The problem. Could you quote, exactly as they stand, the lines running from the one with "Kindly put a point on every instance of the fan" to the final line of the material?

··· Data to process

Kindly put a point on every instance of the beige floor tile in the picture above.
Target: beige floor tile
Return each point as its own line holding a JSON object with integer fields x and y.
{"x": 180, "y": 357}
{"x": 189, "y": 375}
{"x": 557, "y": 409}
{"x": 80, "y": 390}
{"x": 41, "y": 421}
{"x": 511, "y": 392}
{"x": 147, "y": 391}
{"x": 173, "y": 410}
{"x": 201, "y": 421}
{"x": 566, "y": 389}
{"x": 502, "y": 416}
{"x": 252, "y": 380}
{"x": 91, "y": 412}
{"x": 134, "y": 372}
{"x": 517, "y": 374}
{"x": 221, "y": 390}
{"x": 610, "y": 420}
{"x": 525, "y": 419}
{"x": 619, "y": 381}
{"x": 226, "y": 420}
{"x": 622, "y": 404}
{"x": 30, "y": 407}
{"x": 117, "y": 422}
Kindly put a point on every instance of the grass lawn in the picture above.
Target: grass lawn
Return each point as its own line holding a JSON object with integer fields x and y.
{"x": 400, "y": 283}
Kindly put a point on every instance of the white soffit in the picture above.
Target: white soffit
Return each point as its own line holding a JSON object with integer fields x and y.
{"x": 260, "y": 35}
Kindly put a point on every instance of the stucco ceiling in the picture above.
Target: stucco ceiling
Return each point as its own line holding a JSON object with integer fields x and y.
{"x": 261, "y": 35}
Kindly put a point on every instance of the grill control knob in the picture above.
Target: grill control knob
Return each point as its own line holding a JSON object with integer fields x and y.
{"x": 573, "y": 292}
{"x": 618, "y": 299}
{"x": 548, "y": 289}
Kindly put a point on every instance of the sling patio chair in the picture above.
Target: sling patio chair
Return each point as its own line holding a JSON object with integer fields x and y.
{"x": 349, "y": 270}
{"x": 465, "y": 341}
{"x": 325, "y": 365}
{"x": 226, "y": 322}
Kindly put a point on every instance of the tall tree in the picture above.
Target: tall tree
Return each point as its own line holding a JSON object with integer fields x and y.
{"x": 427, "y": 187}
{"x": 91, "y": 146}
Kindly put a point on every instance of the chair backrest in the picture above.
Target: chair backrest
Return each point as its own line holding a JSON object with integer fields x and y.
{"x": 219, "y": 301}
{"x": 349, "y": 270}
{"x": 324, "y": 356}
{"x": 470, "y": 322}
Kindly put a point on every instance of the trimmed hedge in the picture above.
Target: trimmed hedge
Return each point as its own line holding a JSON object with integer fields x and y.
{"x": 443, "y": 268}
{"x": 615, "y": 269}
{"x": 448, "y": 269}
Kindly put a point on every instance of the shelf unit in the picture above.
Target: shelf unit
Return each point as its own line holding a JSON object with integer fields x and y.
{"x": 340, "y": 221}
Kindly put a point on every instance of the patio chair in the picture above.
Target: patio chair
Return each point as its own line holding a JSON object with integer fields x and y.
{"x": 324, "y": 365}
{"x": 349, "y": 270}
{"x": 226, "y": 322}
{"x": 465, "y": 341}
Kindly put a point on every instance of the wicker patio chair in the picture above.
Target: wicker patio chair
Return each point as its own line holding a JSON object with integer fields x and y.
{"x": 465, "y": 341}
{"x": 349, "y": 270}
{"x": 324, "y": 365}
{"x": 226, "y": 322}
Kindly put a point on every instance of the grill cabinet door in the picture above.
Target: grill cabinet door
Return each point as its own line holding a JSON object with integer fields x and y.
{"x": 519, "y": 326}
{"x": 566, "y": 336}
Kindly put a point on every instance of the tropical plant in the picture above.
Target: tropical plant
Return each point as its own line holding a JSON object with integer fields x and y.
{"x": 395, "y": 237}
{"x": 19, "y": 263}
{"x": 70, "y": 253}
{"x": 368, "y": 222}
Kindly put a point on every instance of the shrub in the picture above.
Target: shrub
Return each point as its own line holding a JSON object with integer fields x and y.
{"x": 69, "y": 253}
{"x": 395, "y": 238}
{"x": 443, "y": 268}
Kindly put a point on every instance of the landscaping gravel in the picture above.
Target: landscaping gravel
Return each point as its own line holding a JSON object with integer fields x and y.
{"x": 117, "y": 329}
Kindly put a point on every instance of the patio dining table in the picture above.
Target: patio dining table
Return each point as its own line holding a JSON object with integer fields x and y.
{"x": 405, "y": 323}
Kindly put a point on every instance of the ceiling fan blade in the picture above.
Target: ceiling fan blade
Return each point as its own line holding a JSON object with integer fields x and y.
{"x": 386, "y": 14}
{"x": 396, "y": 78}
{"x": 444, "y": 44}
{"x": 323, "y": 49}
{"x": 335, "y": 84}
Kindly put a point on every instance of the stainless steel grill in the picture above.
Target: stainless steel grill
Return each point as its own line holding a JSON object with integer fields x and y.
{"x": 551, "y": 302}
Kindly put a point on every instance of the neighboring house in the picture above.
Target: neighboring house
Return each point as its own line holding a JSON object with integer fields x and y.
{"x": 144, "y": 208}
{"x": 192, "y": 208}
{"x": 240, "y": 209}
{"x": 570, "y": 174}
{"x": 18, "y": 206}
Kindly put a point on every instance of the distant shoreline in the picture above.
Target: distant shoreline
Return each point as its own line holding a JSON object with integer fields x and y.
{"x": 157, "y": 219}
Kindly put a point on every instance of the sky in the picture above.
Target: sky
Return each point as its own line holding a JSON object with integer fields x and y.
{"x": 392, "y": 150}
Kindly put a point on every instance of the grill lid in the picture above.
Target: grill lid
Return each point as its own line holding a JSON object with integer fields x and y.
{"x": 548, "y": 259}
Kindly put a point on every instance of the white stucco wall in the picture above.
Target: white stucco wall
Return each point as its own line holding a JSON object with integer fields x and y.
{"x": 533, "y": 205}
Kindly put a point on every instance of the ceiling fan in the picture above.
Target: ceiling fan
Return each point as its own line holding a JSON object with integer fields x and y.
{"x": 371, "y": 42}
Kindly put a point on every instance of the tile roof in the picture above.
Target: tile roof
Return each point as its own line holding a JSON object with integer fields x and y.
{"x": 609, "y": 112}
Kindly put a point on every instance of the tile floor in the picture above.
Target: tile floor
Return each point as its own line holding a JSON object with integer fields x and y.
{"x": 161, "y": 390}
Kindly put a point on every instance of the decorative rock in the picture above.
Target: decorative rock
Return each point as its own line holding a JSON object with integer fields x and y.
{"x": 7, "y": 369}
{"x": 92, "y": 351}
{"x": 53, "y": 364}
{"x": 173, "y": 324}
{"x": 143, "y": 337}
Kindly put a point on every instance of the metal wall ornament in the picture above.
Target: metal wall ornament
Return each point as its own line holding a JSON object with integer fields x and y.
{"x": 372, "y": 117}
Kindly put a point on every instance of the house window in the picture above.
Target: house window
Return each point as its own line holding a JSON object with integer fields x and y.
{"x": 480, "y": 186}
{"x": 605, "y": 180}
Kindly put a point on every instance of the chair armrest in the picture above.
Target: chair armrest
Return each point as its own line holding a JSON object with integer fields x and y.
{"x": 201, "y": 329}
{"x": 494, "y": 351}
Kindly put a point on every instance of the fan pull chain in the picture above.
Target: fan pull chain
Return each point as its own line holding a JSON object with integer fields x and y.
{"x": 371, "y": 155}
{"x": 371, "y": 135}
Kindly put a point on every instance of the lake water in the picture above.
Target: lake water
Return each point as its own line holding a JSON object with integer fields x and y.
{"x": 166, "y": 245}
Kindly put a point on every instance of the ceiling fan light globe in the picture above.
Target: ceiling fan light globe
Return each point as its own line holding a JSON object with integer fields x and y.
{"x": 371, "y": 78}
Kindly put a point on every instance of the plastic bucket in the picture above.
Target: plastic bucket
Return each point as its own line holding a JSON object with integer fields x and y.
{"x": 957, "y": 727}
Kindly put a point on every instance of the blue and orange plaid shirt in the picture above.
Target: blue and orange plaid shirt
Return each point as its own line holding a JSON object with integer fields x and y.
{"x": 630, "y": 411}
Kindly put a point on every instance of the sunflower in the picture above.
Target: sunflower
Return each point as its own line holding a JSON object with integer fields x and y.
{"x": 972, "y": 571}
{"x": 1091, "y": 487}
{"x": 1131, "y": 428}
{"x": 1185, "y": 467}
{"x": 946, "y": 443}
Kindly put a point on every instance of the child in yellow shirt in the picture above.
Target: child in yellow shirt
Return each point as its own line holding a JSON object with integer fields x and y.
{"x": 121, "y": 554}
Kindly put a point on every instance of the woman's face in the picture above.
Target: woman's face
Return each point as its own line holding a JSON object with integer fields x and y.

······

Answer to this exercise.
Kindly put a point on every instance of the fan pull chain in the picture above.
Target: fan pull chain
Return each point as its own line holding a JSON object with integer fields x and y.
{"x": 371, "y": 155}
{"x": 371, "y": 135}
Kindly put a point on every instance of the lake water in the picture above.
Target: lake water
Return each point as its own line holding a JSON object with integer fields x and y.
{"x": 166, "y": 245}
Kindly put a point on every instance of the ceiling fan light globe in the picture above.
Target: ceiling fan light globe
Return each point as its own line holding a JSON object with integer fields x and y.
{"x": 371, "y": 78}
Kindly put a point on every instance of the plastic bucket in the picture above.
Target: plastic bucket
Return each point as its own line holding a JSON object with integer fields x and y.
{"x": 957, "y": 727}
Kindly put a point on every instance of the blue and orange plaid shirt in the picture above.
Target: blue and orange plaid shirt
Return each point as its own line holding a JSON object with integer fields x and y.
{"x": 630, "y": 411}
Kindly put a point on every instance of the sunflower in the picture above.
Target: sunflower
Return each point as its own line holding a JSON object with integer fields x and y.
{"x": 972, "y": 571}
{"x": 1091, "y": 487}
{"x": 1131, "y": 428}
{"x": 1185, "y": 467}
{"x": 946, "y": 443}
Kindly put a point on every instance of the child in yellow shirt in the picture above.
Target: child in yellow shirt
Return each point as its own line holding a JSON object with integer fields x and y.
{"x": 121, "y": 554}
Kindly put a point on every instance of the woman's face in the picture above.
Target: woman's face
Return each point as its own line holding a JSON object with integer fields x and y.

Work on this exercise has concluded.